__Your assignment__
Only the lines from the one containing "locate rain gutter -- one point per instance" through the last line of the material should be returned, each exactly as it stands.

^^^^^^^^^^^^^^^^

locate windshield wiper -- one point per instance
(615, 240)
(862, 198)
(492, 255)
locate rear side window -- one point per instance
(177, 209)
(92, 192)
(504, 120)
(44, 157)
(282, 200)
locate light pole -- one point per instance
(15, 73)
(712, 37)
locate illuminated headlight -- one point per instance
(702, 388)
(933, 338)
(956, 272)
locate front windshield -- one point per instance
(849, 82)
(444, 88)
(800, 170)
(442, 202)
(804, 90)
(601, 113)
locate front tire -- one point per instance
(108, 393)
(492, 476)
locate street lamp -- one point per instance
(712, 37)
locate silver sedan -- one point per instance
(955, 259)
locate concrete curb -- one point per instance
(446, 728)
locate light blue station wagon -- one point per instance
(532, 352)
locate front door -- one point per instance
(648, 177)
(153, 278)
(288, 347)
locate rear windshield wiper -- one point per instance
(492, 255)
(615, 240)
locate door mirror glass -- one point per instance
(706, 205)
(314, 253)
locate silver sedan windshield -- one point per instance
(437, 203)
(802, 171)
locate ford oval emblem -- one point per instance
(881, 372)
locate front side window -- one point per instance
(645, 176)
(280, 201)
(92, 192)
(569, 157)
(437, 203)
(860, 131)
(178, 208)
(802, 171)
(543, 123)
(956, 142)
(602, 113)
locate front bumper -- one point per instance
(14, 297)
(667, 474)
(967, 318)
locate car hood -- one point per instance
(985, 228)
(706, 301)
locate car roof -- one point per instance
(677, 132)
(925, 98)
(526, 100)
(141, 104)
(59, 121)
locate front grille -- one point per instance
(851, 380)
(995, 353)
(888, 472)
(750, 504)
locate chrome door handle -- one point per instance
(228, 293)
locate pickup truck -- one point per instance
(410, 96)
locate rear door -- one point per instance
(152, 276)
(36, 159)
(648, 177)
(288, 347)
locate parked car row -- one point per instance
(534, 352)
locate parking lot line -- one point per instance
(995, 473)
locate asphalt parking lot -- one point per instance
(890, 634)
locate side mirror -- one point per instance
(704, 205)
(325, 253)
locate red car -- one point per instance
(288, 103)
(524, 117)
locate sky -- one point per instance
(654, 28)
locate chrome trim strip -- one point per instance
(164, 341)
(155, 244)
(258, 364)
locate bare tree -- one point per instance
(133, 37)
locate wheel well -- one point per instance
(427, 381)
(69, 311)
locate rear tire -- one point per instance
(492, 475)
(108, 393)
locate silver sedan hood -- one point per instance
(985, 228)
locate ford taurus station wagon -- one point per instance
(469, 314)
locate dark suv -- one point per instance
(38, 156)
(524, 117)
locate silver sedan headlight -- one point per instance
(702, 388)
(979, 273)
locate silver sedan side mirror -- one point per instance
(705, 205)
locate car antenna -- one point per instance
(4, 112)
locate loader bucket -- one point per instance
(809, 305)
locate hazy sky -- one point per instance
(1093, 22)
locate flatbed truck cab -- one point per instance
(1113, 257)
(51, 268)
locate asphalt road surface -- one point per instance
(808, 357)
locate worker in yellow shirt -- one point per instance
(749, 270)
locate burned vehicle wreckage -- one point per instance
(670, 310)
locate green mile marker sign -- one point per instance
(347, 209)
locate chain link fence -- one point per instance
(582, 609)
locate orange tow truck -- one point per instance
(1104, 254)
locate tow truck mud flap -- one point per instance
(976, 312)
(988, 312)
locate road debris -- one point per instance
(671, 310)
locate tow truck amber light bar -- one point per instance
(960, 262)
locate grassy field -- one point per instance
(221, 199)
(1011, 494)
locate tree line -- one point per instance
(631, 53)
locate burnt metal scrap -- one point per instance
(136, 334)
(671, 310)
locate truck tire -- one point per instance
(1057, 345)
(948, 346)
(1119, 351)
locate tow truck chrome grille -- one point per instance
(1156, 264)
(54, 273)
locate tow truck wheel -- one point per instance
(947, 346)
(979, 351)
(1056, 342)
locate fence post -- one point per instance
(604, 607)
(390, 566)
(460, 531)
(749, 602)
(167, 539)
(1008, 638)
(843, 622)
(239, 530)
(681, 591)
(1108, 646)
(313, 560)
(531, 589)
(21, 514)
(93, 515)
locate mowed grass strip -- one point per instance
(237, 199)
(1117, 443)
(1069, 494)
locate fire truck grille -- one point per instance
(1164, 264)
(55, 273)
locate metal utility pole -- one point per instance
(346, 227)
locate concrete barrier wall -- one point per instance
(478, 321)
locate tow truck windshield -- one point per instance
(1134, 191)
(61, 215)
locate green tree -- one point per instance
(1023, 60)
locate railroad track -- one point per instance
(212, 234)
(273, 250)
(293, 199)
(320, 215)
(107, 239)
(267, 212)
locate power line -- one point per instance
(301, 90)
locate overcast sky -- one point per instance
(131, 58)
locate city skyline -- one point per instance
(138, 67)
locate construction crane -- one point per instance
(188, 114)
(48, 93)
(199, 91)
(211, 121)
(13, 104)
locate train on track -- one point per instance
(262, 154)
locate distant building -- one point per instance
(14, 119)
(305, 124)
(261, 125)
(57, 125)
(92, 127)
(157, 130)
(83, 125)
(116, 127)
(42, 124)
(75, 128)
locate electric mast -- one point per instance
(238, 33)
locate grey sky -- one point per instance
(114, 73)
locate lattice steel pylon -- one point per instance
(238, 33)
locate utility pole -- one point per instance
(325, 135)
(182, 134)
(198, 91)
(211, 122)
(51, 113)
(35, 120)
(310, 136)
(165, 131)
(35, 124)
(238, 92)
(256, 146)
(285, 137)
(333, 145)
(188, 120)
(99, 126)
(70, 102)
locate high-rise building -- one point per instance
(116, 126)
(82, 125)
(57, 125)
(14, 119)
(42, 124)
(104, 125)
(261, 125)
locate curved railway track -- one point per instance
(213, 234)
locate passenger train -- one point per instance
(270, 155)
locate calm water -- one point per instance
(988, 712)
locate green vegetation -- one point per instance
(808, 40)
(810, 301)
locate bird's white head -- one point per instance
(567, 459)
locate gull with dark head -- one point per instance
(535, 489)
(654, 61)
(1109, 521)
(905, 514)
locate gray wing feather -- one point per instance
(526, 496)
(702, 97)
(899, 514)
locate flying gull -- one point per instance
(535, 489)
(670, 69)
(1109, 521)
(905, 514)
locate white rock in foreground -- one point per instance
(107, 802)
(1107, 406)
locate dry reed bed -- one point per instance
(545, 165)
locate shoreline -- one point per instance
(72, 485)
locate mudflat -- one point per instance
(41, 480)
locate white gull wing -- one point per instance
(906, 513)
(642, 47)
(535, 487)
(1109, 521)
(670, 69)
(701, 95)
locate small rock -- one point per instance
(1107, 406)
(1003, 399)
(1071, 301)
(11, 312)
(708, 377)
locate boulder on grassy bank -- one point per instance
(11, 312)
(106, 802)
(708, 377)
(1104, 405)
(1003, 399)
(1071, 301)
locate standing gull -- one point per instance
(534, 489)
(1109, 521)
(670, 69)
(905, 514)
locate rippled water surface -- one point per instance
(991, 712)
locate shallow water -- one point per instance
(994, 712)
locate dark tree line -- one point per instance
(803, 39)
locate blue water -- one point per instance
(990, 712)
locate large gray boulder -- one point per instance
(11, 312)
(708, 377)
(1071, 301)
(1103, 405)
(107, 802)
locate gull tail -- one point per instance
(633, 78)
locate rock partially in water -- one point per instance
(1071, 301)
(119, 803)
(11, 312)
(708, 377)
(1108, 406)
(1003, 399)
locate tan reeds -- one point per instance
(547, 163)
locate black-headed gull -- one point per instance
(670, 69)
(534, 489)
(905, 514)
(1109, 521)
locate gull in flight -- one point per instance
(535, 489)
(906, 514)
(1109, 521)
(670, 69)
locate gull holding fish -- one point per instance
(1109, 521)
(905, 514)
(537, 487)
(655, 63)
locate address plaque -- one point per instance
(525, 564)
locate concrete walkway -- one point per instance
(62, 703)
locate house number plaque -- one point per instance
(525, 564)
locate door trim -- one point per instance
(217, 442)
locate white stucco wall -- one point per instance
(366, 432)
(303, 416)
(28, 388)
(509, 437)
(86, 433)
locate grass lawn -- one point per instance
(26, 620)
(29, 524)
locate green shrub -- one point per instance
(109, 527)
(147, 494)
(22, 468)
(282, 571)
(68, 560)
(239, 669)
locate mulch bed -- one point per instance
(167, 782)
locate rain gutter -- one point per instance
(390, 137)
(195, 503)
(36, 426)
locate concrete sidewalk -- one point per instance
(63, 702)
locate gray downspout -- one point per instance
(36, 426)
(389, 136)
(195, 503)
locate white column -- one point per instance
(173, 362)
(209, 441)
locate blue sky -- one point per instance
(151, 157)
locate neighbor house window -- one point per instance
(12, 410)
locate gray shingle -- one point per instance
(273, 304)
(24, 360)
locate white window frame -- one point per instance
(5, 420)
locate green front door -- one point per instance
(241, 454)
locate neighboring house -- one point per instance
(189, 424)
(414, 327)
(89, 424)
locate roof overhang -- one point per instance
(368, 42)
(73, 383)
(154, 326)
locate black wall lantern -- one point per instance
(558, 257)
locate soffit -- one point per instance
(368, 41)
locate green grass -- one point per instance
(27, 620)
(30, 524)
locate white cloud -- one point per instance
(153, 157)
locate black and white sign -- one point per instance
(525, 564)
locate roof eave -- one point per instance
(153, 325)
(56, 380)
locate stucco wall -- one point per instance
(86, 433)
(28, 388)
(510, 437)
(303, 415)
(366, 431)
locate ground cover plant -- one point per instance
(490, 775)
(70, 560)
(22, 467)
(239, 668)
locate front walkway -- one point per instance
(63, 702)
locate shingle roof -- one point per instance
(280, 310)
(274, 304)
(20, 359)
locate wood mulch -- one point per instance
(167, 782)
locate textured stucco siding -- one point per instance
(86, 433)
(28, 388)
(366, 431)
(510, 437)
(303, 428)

^^^^^^^^^^^^^^^^

__Task response__
locate rain gutter -- one point per instance
(390, 137)
(195, 503)
(36, 426)
locate concrete sidewalk -- one point per instance
(63, 702)
locate gray downspout -- one point per instance
(36, 426)
(389, 136)
(195, 503)
locate white column -- one point per instance
(173, 362)
(209, 441)
locate blue sky -- one point per instance
(151, 157)
locate neighbor house window -- one point per instance
(12, 410)
locate gray shingle -- one point per instance
(273, 304)
(24, 360)
locate white window frame -- one point per instance
(5, 420)
locate green front door -- one point per instance
(241, 454)
locate neighboring house -- one point per instance
(189, 424)
(414, 327)
(89, 424)
locate roof overhang -- one point per instance
(368, 42)
(73, 383)
(154, 326)
locate black wall lantern -- one point per instance
(558, 257)
locate soffit -- one point per instance
(368, 41)
locate green grass -- one point per instance
(27, 620)
(30, 524)
locate white cloud -- one point per instance
(153, 157)
locate black and white sign -- one point per instance
(525, 564)
locate roof eave -- one point per instance
(153, 325)
(56, 380)
locate stucco wall -- one point per instance
(86, 433)
(28, 388)
(510, 437)
(303, 415)
(366, 431)
locate ground cover plant -- one point per instance
(490, 775)
(70, 560)
(22, 467)
(239, 668)
locate front walkway -- one point per instance
(63, 702)
locate shingle roof -- one point per instance
(280, 310)
(274, 304)
(20, 359)
locate wood mulch -- one point per instance
(167, 782)
locate textured stucco siding -- one point per instance
(86, 433)
(28, 388)
(366, 431)
(510, 437)
(303, 428)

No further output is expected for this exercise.